Reading text: Begin

A local program to help hungry children has gotten a hand — and few sets of wheels — from Skagit Transit.

The transportation agency has provided use of some of its vehicles to the United Way of Skagit County's CHOW (Cutting Hunger On Weekends) program, which provides food to children in need throughout Skagit County.

The program is a partnership between the United Way and several local organizations, including the Helping Hands Solution Center food bank.

Need for the program has grown due to job loss and wage cuts sparked by the COVID-19 pandemic, said Nichole Long, the food bank's director of development. Over the past three months it's gone from serving about 1,000 children to more than 2,000.

Some age requirements for the program have been waived to help more people, Long said. 

"When you look at a percentage of growth, the CHOW program is the one most in need," she said. "Families are impacted with distance learning, with hours at work reduced. Many students in our county, we're serving for the first time ever."

Long said Helping Hands planned to join forces with Skagit Transit for a "Stuff the Bus" event earlier this year at the Skagit County Fair.

Reading text: End
The data: Begin

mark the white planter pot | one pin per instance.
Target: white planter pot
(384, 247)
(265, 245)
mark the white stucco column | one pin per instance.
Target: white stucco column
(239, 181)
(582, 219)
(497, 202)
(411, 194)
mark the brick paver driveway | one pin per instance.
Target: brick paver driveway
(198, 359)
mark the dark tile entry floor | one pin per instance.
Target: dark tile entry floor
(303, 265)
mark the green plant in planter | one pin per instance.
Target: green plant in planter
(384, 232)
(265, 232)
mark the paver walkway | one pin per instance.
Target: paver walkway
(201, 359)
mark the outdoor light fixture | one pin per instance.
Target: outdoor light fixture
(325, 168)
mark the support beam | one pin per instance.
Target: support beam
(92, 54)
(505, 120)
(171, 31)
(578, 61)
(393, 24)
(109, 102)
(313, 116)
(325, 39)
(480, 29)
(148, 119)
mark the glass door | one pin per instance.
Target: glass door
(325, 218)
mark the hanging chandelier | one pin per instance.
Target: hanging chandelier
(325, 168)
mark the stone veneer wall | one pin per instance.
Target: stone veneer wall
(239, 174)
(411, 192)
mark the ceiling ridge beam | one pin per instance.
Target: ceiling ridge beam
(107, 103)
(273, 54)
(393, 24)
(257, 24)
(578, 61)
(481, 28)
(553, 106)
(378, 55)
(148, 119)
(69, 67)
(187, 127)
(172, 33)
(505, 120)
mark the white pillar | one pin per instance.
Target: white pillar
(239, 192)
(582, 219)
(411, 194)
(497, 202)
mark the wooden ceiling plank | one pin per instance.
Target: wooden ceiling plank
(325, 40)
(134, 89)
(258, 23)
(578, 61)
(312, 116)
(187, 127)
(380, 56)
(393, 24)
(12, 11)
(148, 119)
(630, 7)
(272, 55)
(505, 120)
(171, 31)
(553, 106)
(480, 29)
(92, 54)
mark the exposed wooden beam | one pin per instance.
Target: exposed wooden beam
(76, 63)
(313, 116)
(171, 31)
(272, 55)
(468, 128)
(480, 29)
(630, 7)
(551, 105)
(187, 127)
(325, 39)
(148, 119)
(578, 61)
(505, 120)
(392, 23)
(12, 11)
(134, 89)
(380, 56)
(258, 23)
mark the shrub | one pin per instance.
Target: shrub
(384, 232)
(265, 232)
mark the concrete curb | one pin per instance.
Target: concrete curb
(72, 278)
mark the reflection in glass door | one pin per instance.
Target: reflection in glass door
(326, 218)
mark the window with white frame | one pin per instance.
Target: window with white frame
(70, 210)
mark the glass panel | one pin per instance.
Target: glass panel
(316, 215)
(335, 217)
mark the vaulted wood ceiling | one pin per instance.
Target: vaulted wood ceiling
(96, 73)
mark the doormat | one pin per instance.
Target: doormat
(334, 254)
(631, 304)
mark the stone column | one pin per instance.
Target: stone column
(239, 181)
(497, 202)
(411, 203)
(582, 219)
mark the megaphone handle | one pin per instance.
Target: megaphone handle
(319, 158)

The data: End

*Work to complete*
Could you repeat the article on Skagit Transit and the CHOW program word for word, from its first sentence to its last?

*Output for this task*
A local program to help hungry children has gotten a hand — and few sets of wheels — from Skagit Transit.

The transportation agency has provided use of some of its vehicles to the United Way of Skagit County's CHOW (Cutting Hunger On Weekends) program, which provides food to children in need throughout Skagit County.

The program is a partnership between the United Way and several local organizations, including the Helping Hands Solution Center food bank.

Need for the program has grown due to job loss and wage cuts sparked by the COVID-19 pandemic, said Nichole Long, the food bank's director of development. Over the past three months it's gone from serving about 1,000 children to more than 2,000.

Some age requirements for the program have been waived to help more people, Long said. 

"When you look at a percentage of growth, the CHOW program is the one most in need," she said. "Families are impacted with distance learning, with hours at work reduced. Many students in our county, we're serving for the first time ever."

Long said Helping Hands planned to join forces with Skagit Transit for a "Stuff the Bus" event earlier this year at the Skagit County Fair.